Document segment Block Start
It is obvious that, while common purposes and similar concepts exist in international transfer pricing and customs valuation rules, there are also significant divergences. Tax and customs authorities are not obliged to accept a value that is calculated in accordance with each other’s legislative requirements. MNEs need to comply with obligations under both tax and customs legislation and regulations as well as other regulatory requirements where applicable.
In May 2006 and 2007, the WCO and the OECD held two joint international conferences on transfer pricing and customs valuation of related party transactions. The common objective of the two organisations was to provide a platform for public and private sector representatives to collectively explore, and attempt to advance, the issues identified and to encourage global coordinated efforts among business and governments, tax experts and customs specialists.
At those conferences, two schools of thought emerged on the desirability and feasibility of having converging standards for transfer pricing and customs valuation systems. The first was made up of those who viewed convergence of rules as highly desirable and largely feasible, pointing out that a credibility question does arise if two arms of the same Ministry can come up with different answers to virtually the same question (what is the arm’s-length / fair value for a transaction?), and that the current situation results in greater compliance costs for businesses which must follow and document two sets of rules and greater enforcement costs for governments which must develop and maintain two types of expertise (i.e. have customs specialists and transfer pricing experts examine the same transactions at different points in time and in light of two different standards). Those who are more cautious about convergence point out that the two systems are grounded in different theoretical principles (direct versus indirect tax systems) and fear that convergence could be more costly than the status quo. Concerns were also raised about the capacity of administrations in developing economies to deal with transfer pricing issues and with possible changes in customs valuation rules or enforcement. In effect, developing economies are often more dependent on customs than on direct tax revenues, and many of them are still experiencing difficulties in the application of the basic provisions of the WTO Agreement.
Document segment Block End
Data extract Block Start
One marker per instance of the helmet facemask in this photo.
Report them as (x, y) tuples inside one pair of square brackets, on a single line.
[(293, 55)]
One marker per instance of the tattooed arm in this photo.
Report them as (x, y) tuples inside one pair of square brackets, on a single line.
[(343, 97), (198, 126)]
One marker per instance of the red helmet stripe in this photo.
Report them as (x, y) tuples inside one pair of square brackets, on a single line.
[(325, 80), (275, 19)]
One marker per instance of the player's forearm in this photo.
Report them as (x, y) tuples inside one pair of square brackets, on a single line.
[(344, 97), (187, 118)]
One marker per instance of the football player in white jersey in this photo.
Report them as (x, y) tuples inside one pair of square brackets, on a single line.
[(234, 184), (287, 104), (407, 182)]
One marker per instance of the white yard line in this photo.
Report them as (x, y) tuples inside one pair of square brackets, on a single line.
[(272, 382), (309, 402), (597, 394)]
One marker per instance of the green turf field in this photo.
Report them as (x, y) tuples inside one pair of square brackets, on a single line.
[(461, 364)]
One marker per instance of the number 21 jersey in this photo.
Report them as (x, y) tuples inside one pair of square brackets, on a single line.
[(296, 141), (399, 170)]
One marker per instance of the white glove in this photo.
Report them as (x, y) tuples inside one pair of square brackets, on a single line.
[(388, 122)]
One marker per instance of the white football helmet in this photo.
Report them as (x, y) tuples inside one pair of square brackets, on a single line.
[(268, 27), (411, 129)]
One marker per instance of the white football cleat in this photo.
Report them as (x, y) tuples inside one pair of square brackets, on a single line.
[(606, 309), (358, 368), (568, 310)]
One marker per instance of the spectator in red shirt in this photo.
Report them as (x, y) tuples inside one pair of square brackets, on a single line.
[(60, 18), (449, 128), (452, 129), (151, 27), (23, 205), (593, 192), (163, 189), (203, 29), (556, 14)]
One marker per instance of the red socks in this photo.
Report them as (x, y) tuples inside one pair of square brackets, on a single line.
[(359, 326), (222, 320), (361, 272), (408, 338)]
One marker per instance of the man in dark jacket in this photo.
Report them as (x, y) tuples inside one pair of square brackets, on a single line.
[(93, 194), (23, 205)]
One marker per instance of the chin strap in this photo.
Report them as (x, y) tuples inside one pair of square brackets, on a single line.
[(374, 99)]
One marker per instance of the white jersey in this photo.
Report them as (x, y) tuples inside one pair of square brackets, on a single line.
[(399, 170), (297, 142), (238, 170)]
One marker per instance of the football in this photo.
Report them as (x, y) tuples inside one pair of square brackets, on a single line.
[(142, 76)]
Data extract Block End
[Assignment A]
Translate this sentence from the text on transfer pricing and customs valuation into Spanish: "Tax and customs authorities are not obliged to accept a value that is calculated in accordance with each other’s legislative requirements."
[Assignment B]
Carry on the text on transfer pricing and customs valuation from its last sentence.

[Task answer A]
Las autoridades tributarias y aduaneras no están obligadas a aceptar un valor calculado de conformidad con los requisitos legislativos de la otra.

[Task answer B]
Looking to the next step
As a follow-up to the joint WCO-OECD conferences, four areas for possible further work were identified:
1) Examination of the interaction between the valuation methods used by customs and revenue authorities.
2) Provision of greater certainty for business, e.g. though the development of joint rulings and of more effective dispute resolution mechanisms covering both direct taxes and customs duties.
3) Achieving greater consistency in the transfer pricing and customs documentation compliance and better flows of information between tax authorities and customs authorities.
4) Improving the administrative capacity of tax and customs departments and reviewing the experience of countries that have merged or demerged their customs, VAT and direct tax departments.
Much remains to be done between direct and indirect taxes; other areas – corporate law and regulatory rules for example – also require that multi-national enterprises continue to pay attention to the valuation of related party transactions. Today’s world is not global in all respects.
The author would like to thank Mr Liu Ping from the World Customs Organisation for his contribution to this article.
This article expresses the views of its author and not necessarily the views of the OECD or of its members.